DATA FOR ANALYSIS: Begin

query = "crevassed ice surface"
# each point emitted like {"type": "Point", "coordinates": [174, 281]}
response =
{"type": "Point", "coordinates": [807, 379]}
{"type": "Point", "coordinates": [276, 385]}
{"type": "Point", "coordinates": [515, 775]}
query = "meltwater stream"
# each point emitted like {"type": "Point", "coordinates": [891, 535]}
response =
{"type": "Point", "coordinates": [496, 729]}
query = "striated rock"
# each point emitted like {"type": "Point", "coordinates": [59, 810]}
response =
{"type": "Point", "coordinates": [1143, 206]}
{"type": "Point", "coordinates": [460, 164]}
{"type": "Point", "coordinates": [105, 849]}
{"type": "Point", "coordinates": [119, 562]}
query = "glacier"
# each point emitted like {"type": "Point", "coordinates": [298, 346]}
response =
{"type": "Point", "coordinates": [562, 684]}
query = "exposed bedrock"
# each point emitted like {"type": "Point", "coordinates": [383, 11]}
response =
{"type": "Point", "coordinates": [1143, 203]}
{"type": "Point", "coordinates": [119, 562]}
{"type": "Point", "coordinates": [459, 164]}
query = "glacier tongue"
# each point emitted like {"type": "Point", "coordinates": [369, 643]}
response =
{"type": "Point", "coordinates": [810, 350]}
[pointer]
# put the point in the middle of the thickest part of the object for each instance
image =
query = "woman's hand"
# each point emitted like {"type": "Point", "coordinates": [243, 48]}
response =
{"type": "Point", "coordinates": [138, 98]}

DATA FOR ANALYSIS: End

### BRIEF
Sift the data above for lines with "query", then copy each one.

### ANSWER FOR THIS EXERCISE
query = "crevassed ice surface"
query = "meltwater stream"
query = "striated rock"
query = "glacier"
query = "exposed bedrock"
query = "glacier tongue"
query = "woman's hand"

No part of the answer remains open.